WORK TO COMPLETE:
1. Please check statements (a), (b), and (c) against the Four Loko editorial. Mark each yes or no, and quote the words from the editorial that decide it.
(a) Nine Central Washington University students ended up in the hospital after drinking an alcoholic energy drink.
(b) A tall can of Four Loko holds 12 ounces.
(c) Alternatives to K2 appeared on shelves weeks after the ban.
2. Output the part of the Four Loko editorial from "Speedy bans with" to "of the problem.", word for word.
3. Go on with the Four Loko editorial, starting after its last sentence.

STUDY TEXT:
Michigan commission's reactive ban misses point
Nicknamed “black out in a can,” Four Loko and other alcoholic energy drinks have been banned from Michigan vendor’s shelves. Like other recent Michigan bans, it does little to address the problems in a community with an entrenched binge drinking culture.
The ban went into effect less than two weeks after nine Central Washington University students ended up in the hospital after consuming too much of an alcoholic energy drink.
It is the duty of Legislature and various governing bodies such as the Michigan Liquor Control Commission, to keep a lookout for possibly hazardous and harmful products, but banning products based on news reports is a little inconclusive.
Granted, there were some alarming reports. According to an ABC News story, authorities in Washington thought the students who had consumed too much of the beverage were victims of a date rape drug.
The New York Daily News reported that a tall can of Four Loko is 23.5 ounces, with an alcohol content of 12 percent, and that drinking one can is comparable to drinking five to six beers and several shots of espresso.
By itself, this is possibly enough information to encourage someone to act responsibly while consuming Four Loko, but it’s not enough to institute a ban.
Speedy bans with no real research basis have recently taken place in Michigan. Case in point: the synthetic cannibinoid, K2. Days after the ban was instituted, alternatives hit the shelves. With a little bit of alteration, it was legal again.
People always are going to find some alternatives. In this case, mixing the beverages themselves. Four Loko could separate its ingredients, or come up with a mixer to stay on the shelves.
Making a decision for someone instead of informing them of the consequences of their decisions doesn’t get at the root of the problem.

PROVIDED RECORDS:
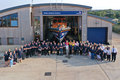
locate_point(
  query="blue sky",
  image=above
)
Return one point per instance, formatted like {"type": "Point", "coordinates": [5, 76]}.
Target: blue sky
{"type": "Point", "coordinates": [96, 4]}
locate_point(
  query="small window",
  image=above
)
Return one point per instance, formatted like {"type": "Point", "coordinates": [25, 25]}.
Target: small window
{"type": "Point", "coordinates": [54, 21]}
{"type": "Point", "coordinates": [9, 20]}
{"type": "Point", "coordinates": [0, 41]}
{"type": "Point", "coordinates": [59, 20]}
{"type": "Point", "coordinates": [10, 41]}
{"type": "Point", "coordinates": [0, 21]}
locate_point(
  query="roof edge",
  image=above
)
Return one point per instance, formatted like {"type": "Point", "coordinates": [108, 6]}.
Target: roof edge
{"type": "Point", "coordinates": [106, 19]}
{"type": "Point", "coordinates": [43, 4]}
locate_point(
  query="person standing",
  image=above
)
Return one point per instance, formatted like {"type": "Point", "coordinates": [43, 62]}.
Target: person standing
{"type": "Point", "coordinates": [108, 54]}
{"type": "Point", "coordinates": [11, 59]}
{"type": "Point", "coordinates": [6, 58]}
{"type": "Point", "coordinates": [67, 48]}
{"type": "Point", "coordinates": [114, 53]}
{"type": "Point", "coordinates": [20, 55]}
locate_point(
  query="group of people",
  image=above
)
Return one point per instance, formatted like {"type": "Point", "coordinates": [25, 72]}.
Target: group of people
{"type": "Point", "coordinates": [39, 48]}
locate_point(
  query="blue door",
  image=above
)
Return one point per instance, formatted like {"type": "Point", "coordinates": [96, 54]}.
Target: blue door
{"type": "Point", "coordinates": [97, 35]}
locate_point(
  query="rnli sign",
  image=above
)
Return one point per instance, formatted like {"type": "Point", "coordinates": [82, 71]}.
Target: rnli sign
{"type": "Point", "coordinates": [61, 12]}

ANSWER LIST:
1.
(a) Yes: "nine Central Washington University students ended up in the hospital after consuming too much of an alcoholic energy drink"
(b) No: "a tall can of Four Loko is 23.5 ounces, with an alcohol content of 12 percent"
(c) No: "Days after the ban was instituted, alternatives hit the shelves."

2.
Speedy bans with no real research basis have recently taken place in Michigan. Case in point: the synthetic cannibinoid, K2. Days after the ban was instituted, alternatives hit the shelves. With a little bit of alteration, it was legal again.
People always are going to find some alternatives. In this case, mixing the beverages themselves. Four Loko could separate its ingredients, or come up with a mixer to stay on the shelves.
Making a decision for someone instead of informing them of the consequences of their decisions doesn’t get at the root of the problem.

3.
Prohibition didn’t work in the 1920s and the War on Drugs hasn’t exactly been a success, so what makes anyone think an outright ban will work now?
It’s sad that a handful of students ended up in the hospital, but isn’t that a realistic outcome after consuming too much of any alcoholic beverage? It has yet to be discovered what about Four Loko is dangerous, besides consuming too much of it.
Does it have any future health risks? Why is Four Loko illegal in Michigan while Jägerbombs still can be ordered in bars?
The short answer is Four Loko and products like it are easy targets. Still, these are questions that should have been answered by the commission before a ban was enacted.
Removing Four Loko and similar products from shelves is a feather in the cap of the commission, even though it misses the simple point underneath everything: Alcohol is dangerous if not consumed responsibly. And binge drinking is extremely harmful and in some cases, fatal.
The commission needs to think a little harder about what it does, instead of overreacting to issues that might be a little controversial.
A ban is a quick fix. It makes it look as if the commission has solved a problem, when all it has done is aggressively posture.